• [Material for this exercise]:
— START —

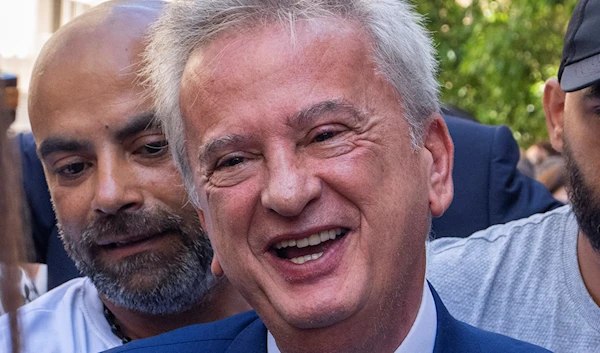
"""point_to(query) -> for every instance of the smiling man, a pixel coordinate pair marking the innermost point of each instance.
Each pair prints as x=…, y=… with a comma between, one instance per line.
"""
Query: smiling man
x=310, y=141
x=122, y=211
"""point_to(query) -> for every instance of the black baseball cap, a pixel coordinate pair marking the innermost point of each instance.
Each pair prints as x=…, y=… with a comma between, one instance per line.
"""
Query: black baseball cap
x=580, y=64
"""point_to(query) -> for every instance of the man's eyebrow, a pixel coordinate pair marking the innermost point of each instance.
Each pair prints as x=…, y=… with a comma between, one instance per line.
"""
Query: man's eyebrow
x=136, y=124
x=306, y=116
x=211, y=148
x=62, y=144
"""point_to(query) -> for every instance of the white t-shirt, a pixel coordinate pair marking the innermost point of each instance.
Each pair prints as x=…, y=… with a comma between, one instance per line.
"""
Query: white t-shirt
x=28, y=289
x=68, y=318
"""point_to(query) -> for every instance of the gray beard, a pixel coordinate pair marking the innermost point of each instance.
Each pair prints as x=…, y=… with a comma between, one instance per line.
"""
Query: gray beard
x=150, y=283
x=585, y=201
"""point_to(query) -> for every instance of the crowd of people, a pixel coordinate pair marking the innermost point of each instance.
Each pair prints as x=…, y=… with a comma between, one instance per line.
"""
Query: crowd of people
x=276, y=176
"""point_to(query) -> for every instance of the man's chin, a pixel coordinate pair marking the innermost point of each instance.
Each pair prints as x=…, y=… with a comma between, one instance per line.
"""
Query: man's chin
x=584, y=200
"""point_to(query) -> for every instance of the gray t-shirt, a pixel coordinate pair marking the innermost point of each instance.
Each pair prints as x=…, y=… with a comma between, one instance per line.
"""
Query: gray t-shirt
x=520, y=279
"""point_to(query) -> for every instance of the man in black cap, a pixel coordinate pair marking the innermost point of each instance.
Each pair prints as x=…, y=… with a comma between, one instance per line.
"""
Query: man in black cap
x=538, y=279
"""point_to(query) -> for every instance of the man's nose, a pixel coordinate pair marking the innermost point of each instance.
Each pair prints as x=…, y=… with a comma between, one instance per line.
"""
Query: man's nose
x=290, y=185
x=117, y=188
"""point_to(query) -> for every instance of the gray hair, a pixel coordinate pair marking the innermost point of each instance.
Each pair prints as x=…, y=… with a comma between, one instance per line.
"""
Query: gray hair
x=402, y=51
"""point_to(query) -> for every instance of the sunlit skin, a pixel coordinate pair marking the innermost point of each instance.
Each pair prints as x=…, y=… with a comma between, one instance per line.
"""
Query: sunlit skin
x=287, y=140
x=104, y=155
x=574, y=118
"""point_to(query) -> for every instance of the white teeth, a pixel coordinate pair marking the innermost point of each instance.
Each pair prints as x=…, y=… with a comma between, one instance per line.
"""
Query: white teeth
x=323, y=236
x=302, y=243
x=302, y=259
x=314, y=239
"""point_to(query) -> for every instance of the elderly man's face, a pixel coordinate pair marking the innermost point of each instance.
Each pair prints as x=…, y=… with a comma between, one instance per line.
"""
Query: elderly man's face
x=315, y=201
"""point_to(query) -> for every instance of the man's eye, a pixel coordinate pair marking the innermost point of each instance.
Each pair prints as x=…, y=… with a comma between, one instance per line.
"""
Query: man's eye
x=230, y=162
x=154, y=148
x=324, y=136
x=72, y=170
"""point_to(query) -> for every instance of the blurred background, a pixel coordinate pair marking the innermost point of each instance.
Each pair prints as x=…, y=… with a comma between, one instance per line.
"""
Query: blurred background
x=494, y=55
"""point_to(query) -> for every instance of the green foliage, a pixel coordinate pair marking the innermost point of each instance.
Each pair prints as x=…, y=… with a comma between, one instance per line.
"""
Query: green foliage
x=496, y=55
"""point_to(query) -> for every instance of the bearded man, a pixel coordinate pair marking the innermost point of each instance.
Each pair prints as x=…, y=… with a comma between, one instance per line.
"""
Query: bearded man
x=122, y=210
x=538, y=279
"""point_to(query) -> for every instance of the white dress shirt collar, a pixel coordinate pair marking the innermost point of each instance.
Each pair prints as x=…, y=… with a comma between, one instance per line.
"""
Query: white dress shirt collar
x=420, y=338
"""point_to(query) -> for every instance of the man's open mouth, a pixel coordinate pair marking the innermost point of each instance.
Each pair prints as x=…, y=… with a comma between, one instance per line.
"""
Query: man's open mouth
x=310, y=248
x=130, y=241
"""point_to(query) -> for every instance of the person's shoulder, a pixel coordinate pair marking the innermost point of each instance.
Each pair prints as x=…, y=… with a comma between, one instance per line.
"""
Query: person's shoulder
x=48, y=320
x=54, y=302
x=490, y=342
x=241, y=330
x=500, y=236
x=457, y=336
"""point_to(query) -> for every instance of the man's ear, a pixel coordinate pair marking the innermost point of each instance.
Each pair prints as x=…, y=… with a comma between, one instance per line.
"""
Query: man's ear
x=438, y=142
x=215, y=266
x=554, y=107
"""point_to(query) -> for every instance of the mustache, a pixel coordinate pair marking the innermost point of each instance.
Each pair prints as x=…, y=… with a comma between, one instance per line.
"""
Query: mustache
x=135, y=223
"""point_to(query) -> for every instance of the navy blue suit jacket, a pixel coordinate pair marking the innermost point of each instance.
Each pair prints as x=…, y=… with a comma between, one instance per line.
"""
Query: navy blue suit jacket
x=246, y=333
x=488, y=187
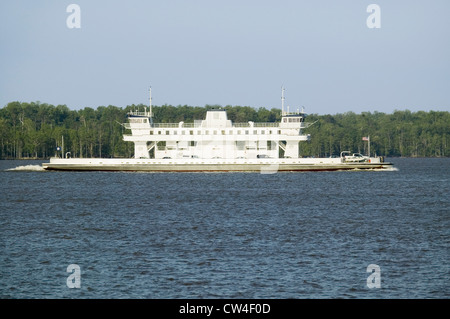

— END —

• [Work to complete]: Can you give the rows again from their start through the line containing "x=122, y=211", renaming "smiling man" to "grinning man" and keeping everything else unchanged? Leave the pictures out.

• [Worked solution]:
"""point_to(query) -> for every instance of the grinning man, a pixel coordinate pair marking the innermost point of each instance.
Each pair prints as x=…, y=… with a comma between, one instance per line.
"""
Query: grinning man
x=310, y=141
x=122, y=211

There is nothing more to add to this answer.